## START Data shown

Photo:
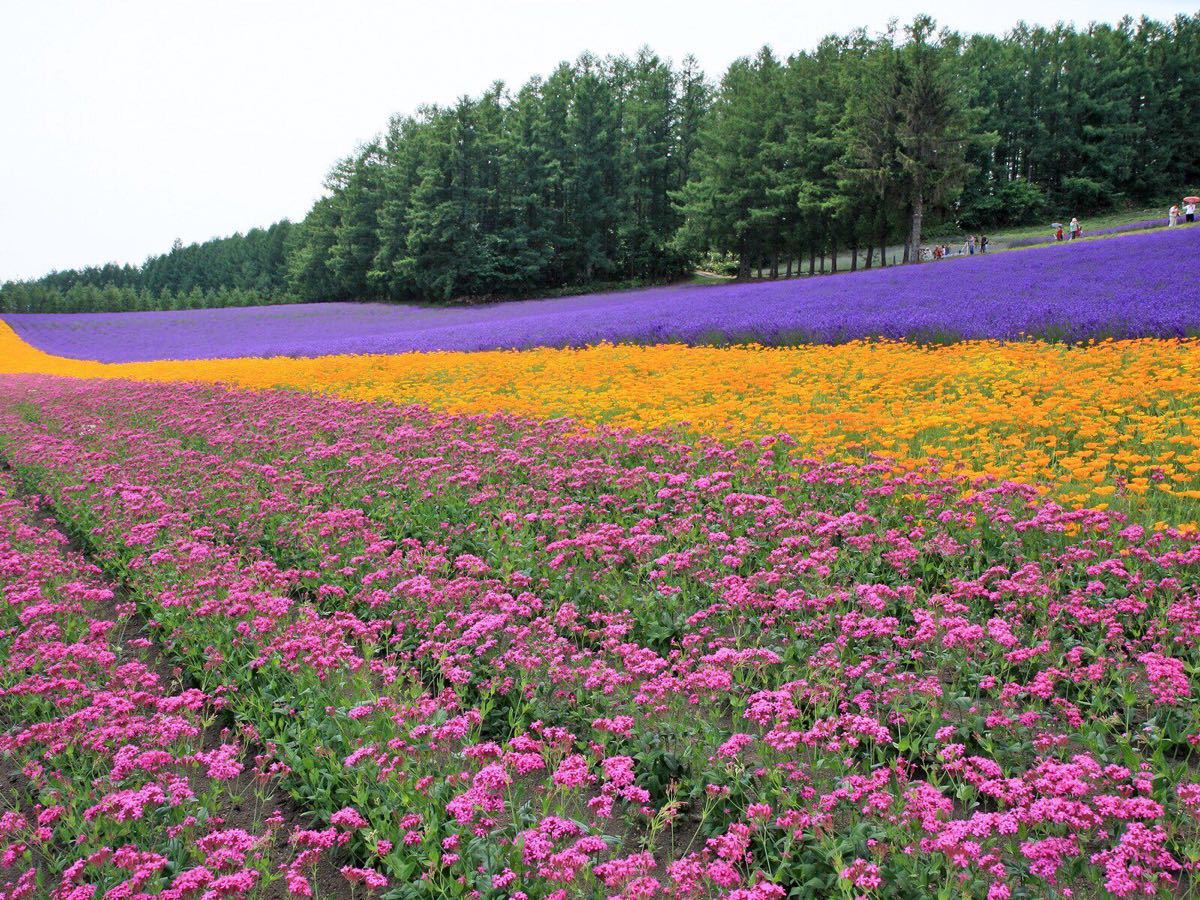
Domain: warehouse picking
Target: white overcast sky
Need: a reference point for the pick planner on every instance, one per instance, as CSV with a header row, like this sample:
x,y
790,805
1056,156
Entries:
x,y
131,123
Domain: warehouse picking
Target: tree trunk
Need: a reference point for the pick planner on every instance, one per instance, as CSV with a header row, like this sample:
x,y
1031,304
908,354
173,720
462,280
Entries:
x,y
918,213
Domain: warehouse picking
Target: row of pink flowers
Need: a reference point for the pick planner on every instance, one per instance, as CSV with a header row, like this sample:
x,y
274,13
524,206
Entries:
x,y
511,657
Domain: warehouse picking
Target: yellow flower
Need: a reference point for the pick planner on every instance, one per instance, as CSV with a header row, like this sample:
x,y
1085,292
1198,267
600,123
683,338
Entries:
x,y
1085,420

## END Data shown
## START Data shown

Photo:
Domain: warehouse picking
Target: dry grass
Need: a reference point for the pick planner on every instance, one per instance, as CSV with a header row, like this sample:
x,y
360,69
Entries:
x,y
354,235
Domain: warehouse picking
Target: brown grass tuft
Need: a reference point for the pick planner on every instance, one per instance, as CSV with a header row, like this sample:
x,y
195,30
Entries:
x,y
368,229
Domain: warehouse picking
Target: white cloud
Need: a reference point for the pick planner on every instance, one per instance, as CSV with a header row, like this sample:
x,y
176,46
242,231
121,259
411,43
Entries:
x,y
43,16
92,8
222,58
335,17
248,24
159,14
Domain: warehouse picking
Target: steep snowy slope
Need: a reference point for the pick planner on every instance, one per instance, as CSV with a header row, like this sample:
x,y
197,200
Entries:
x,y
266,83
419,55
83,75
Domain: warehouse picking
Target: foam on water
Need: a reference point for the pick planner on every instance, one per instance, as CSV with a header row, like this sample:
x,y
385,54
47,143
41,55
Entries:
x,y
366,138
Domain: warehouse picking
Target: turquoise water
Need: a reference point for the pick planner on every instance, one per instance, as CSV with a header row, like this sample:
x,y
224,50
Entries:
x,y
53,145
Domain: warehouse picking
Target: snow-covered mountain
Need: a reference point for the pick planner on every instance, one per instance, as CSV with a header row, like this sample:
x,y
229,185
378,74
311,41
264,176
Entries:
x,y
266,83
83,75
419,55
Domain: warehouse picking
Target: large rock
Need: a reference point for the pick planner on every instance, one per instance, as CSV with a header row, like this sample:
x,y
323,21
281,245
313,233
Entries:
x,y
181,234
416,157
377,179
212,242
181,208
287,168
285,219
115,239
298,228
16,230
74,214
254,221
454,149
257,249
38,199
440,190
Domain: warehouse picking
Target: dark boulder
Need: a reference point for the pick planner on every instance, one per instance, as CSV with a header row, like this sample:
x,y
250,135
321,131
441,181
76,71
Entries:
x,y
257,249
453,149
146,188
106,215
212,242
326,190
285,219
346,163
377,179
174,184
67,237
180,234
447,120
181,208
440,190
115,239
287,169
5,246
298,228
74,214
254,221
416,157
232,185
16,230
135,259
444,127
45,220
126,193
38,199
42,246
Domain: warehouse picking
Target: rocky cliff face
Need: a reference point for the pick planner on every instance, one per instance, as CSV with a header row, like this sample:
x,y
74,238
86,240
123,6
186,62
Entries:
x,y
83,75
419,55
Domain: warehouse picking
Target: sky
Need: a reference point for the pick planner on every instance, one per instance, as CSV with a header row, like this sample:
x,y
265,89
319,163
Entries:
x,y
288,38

## END Data shown

Pick out every line of the material above that contains the word "white", and copy each one.

Target: white overcast sky
Target: white cloud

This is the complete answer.